Task input Start Marker
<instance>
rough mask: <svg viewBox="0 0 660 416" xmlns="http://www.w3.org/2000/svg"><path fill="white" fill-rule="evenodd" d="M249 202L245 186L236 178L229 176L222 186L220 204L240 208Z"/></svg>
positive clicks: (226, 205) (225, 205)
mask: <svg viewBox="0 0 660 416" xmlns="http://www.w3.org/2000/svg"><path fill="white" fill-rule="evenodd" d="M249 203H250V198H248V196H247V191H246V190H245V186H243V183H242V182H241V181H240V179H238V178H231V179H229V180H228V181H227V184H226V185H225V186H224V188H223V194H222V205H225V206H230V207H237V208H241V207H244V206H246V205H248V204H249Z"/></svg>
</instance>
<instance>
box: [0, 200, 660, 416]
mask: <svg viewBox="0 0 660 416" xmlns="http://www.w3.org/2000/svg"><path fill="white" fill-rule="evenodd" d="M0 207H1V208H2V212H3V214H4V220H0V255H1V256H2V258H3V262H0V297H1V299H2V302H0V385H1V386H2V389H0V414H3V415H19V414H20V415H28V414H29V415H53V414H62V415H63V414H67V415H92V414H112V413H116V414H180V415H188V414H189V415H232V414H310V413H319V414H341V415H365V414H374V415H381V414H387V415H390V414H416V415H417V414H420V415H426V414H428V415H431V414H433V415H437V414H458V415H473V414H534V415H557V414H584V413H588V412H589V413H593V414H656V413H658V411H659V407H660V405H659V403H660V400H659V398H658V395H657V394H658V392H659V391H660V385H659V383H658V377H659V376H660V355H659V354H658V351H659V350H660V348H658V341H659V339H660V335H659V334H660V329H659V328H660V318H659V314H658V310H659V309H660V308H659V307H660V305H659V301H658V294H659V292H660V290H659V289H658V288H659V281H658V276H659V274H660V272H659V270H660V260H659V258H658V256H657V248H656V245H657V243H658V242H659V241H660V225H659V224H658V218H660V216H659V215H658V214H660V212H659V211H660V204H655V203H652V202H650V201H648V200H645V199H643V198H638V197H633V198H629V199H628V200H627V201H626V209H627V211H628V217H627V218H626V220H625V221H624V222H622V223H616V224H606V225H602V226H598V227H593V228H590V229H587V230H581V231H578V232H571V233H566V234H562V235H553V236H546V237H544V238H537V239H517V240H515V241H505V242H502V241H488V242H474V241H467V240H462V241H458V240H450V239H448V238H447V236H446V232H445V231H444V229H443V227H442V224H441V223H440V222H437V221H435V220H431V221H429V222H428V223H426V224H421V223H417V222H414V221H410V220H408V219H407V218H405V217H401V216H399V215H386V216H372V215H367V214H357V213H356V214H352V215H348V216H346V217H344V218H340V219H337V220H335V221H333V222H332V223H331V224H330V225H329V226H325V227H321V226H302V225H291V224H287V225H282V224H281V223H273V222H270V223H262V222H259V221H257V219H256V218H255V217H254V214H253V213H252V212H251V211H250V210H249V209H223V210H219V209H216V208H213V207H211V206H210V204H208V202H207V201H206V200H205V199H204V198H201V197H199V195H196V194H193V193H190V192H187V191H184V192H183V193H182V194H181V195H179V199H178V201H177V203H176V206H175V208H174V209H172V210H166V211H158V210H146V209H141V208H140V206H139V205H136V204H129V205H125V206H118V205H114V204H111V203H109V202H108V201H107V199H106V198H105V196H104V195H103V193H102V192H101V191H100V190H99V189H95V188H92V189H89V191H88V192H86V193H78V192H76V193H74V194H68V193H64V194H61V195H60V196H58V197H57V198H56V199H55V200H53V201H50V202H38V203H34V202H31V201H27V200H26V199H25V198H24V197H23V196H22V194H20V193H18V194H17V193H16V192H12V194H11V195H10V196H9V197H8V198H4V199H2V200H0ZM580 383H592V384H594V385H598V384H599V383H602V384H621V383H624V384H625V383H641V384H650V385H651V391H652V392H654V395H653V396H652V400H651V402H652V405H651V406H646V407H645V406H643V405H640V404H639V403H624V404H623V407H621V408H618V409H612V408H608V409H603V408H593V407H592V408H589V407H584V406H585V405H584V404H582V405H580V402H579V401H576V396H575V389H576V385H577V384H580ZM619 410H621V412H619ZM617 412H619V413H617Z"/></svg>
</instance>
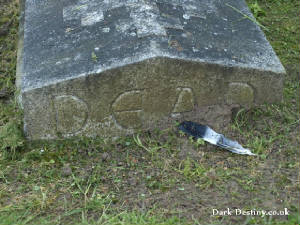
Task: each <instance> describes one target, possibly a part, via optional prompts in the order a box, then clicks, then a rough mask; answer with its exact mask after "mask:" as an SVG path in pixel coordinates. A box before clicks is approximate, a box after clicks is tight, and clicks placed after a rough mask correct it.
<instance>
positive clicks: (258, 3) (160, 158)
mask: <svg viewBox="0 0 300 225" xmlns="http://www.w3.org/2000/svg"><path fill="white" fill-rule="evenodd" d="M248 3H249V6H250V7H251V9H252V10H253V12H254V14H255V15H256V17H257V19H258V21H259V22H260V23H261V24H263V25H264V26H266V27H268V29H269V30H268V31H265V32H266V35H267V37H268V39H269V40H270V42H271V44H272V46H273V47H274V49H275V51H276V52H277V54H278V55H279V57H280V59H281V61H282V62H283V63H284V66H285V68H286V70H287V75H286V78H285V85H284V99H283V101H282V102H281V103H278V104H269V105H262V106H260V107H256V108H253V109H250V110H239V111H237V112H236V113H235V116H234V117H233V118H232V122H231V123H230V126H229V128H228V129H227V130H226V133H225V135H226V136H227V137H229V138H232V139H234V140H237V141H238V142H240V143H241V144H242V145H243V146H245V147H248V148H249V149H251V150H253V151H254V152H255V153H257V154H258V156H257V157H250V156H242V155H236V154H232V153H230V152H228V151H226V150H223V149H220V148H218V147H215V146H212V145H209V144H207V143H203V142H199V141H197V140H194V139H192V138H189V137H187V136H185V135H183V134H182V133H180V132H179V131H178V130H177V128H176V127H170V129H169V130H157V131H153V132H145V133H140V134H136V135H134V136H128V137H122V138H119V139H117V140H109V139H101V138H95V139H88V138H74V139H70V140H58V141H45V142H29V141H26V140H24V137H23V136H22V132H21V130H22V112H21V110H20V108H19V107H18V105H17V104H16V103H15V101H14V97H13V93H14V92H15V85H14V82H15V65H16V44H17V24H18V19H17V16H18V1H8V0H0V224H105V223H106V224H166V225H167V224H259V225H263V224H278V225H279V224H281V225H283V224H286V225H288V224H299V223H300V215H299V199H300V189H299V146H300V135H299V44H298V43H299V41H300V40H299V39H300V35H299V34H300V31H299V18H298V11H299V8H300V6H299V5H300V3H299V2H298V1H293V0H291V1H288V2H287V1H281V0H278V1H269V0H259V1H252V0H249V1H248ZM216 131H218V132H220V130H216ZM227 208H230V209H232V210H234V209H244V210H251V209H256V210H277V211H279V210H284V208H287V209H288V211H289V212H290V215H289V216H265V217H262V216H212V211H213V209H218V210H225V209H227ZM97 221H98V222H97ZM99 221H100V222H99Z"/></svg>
Task input End Marker
For each line in the records that holds "clicks", show that line as it stands.

positive clicks: (226, 205) (225, 205)
Task: each <instance> describes one target, possibly a part, via optional prompts in the order a box, then clicks, then a rough mask; answer with its exact mask after "mask:" as an SVG path in pixel coordinates. A box before clicks is approximate, a box after clicks is tight, and clicks placed after a rough mask correct it.
positive clicks: (258, 3) (160, 158)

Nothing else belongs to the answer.